> [Supplied passage]
As one trial ends, the next one begins.
Still the only voter ID anyone should need
U.S. District Judge Nelva Gonzales Ramos in Corpus Christi will begin hearing arguments Tuesday on one of the nation’s most stringent voter ID measures, which Republican Gov. Rick Perry signed into law in 2011.
A ruling is unlikely before Election Day, meaning that 13.6 million registered voters in Texas would still produce a photo ID this November. That hasn’t stopped Democrats from wielding the law as a campaign cudgel, particularly Wendy Davis, who has attacked Republican Attorney General Greg Abbott over his office defending the measure in court.
The Texas law requires voters to show one of six kinds of photo ID. A Texas concealed handgun license is valid while a college student’s university ID is not, which opponents say shows Republicans trying to imposes obstacles on voters who typically vote Democrat.
The Justice Department is taking an aggressive role in trying to dismantle the law after the U.S. Supreme Court last year threw out a key portion of the federal Voting Rights Act, which had thwarted a flurry of recently passed voter ID measures in conservative states from taking effect.
U.S. Attorney General Eric Holder made Texas a top target after vowing to go into states to wring out whatever remaining voter protections he could.
Minority rights groups that sued Texas over the voter ID law say the Justice Department has added muscle — and money — since joining the lawsuit last year.
“It’s leveled the playing field,” said Joe Garza, a San Antonio-based attorney for the Mexican American Legislative Caucus. “I think the overall evidence is going to show significant impact on the minority community.”

> [Complete the following]
A) Print the passage of the voter ID article starting with "The Justice Department is" and going on through "lawsuit last year.".
B) Does each statement agree with the voter ID article? Answer yes or no for each, quoting the deciding words. (i) The Texas law accepts a college student's university ID. (ii) Rick Perry signed the measure into law in 2011. (iii) A ruling is expected before Election Day.
C) Write the next part of the voter ID article, picking up after its final sentence.

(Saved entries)

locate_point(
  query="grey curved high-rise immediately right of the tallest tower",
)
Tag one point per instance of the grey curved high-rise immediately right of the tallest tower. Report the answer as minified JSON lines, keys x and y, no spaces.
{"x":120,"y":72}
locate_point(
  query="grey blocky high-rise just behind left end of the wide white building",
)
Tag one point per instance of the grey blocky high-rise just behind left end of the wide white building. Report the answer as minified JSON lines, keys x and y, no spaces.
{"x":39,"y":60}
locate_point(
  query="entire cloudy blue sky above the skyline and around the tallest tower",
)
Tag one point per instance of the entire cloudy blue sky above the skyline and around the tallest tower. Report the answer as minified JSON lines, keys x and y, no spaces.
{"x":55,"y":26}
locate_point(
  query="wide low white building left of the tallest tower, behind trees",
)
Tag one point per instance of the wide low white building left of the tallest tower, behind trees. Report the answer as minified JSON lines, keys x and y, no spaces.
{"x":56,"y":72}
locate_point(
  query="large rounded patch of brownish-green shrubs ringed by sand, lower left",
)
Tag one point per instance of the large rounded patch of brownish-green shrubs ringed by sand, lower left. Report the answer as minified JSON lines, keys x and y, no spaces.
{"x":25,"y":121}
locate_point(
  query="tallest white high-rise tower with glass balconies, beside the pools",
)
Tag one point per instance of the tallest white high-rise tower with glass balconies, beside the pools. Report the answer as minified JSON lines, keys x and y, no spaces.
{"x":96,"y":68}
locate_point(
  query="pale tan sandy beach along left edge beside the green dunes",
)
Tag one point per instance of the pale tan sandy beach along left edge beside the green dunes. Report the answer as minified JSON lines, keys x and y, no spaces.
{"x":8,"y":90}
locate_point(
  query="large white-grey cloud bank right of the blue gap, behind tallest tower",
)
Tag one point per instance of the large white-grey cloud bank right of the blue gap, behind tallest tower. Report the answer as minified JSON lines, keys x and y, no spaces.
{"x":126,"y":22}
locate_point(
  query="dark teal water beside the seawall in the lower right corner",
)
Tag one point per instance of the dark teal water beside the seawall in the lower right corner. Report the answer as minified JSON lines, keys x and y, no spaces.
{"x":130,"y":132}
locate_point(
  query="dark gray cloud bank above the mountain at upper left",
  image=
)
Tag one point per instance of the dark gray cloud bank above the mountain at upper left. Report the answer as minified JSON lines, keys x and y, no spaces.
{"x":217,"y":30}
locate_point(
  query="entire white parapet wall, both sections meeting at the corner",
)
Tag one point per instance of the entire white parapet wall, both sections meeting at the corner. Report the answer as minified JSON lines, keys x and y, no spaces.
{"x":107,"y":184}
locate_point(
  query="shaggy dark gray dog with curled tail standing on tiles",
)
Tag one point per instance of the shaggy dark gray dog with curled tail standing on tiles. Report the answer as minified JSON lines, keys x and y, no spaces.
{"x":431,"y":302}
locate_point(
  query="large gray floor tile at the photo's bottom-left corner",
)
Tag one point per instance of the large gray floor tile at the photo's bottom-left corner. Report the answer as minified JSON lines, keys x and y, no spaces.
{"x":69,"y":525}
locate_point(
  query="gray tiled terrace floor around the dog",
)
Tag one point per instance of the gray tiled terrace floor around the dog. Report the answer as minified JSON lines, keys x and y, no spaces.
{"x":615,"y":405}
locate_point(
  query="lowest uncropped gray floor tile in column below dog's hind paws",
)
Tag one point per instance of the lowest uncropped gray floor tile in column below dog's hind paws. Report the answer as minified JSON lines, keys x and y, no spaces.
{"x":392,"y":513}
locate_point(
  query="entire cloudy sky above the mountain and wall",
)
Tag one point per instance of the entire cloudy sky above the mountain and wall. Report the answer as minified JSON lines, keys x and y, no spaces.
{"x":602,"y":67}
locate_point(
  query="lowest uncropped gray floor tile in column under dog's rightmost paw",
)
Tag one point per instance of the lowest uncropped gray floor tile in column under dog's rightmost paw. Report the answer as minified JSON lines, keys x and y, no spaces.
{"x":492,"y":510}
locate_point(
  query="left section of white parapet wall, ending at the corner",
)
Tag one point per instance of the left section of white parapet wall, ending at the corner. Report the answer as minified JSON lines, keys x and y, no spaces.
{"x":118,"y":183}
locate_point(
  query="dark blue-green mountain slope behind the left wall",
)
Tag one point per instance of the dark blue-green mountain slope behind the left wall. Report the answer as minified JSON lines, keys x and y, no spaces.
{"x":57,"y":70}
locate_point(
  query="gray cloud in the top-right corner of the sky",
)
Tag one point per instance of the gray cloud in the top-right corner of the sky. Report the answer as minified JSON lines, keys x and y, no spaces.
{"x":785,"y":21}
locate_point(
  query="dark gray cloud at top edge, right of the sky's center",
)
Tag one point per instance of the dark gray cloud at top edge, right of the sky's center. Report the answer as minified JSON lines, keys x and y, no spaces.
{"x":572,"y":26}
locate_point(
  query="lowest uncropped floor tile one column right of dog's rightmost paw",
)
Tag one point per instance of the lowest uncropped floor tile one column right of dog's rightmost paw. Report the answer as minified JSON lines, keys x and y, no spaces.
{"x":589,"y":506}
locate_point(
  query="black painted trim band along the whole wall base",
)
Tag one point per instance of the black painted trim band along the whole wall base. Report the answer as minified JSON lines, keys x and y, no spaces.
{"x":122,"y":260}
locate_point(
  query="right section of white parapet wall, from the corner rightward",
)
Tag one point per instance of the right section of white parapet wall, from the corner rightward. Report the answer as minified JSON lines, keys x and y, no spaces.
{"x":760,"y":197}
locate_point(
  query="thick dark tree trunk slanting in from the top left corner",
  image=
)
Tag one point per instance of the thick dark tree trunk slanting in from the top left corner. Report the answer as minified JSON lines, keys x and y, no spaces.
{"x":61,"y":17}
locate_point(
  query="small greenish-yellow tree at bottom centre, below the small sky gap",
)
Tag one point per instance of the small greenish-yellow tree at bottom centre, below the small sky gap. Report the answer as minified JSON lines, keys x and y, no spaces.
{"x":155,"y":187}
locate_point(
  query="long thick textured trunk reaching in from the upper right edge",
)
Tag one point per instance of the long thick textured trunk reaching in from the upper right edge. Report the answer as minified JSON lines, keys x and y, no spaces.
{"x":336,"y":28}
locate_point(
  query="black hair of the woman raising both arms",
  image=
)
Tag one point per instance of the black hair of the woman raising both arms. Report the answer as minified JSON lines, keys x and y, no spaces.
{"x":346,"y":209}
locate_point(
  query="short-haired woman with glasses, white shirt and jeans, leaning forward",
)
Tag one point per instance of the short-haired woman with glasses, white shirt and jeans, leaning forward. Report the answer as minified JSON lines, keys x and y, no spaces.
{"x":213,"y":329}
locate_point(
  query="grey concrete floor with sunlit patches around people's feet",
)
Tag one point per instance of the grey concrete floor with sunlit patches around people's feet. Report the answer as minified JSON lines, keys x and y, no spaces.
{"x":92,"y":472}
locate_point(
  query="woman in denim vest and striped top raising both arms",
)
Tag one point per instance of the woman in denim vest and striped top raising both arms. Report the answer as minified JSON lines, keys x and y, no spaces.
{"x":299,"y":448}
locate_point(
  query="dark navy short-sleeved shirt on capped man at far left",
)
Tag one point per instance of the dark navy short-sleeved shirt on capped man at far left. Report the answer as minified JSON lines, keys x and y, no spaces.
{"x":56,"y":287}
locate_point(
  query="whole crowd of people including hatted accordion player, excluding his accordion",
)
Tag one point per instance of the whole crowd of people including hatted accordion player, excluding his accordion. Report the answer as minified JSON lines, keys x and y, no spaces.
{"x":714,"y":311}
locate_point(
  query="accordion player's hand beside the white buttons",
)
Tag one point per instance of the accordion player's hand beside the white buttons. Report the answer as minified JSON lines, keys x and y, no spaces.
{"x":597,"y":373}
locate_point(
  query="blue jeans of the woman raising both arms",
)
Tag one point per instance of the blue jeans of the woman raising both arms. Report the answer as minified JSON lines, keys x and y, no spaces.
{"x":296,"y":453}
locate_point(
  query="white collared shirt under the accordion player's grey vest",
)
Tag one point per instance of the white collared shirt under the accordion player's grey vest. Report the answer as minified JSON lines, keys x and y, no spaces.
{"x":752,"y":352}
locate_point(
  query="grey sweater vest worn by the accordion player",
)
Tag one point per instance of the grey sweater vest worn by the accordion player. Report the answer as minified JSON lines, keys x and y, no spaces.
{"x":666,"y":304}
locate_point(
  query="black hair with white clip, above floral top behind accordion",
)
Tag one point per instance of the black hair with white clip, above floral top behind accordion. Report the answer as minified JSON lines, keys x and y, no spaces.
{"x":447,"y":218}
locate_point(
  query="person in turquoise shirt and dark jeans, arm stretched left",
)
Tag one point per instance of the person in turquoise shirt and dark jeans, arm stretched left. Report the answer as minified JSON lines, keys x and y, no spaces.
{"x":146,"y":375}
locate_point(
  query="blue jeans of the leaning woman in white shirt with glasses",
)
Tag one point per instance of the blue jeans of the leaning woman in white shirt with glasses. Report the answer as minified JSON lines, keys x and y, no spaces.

> [Outputs for the tasks]
A)
The Justice Department is taking an aggressive role in trying to dismantle the law after the U.S. Supreme Court last year threw out a key portion of the federal Voting Rights Act, which had thwarted a flurry of recently passed voter ID measures in conservative states from taking effect.
U.S. Attorney General Eric Holder made Texas a top target after vowing to go into states to wring out whatever remaining voter protections he could.
Minority rights groups that sued Texas over the voter ID law say the Justice Department has added muscle — and money — since joining the lawsuit last year.

B)
(i) No: "a college student’s university ID is not"
(ii) Yes: "which Republican Gov. Rick Perry signed into law in 2011"
(iii) No: "A ruling is unlikely before Election Day"

C)
The trial is expected to last two weeks. Although Gonzales Ramos could issue an immediate ruling from the bench that could affect the November elections, attorneys believe that is unlikely.
NPR adds some context.
The difference between this case and the one before the federal court in 2012 is that now the burden of proof is on the law’s opponents. Still, they think they might have an advantage. The case is being heard by U.S. District Judge Nelva Gonzales Ramos, who was appointed by President Obama.
But the voter advocacy groups also know — if they prevail in her court — the state will almost certainly appeal the decision to a federal court with a more Republican tilt. The state wants to keep the ID requirements in place for this November’s election.
All this is important, says Edward Foley, an election law expert at the Moritz College of Law at Ohio State University, because there are similar voter ID laws being challenged or considered in other states, including North Carolina and Wisconsin. Those involved are watching this case to see how effective Section 2 of the Voting Rights Act will prove to be in the fight against such laws.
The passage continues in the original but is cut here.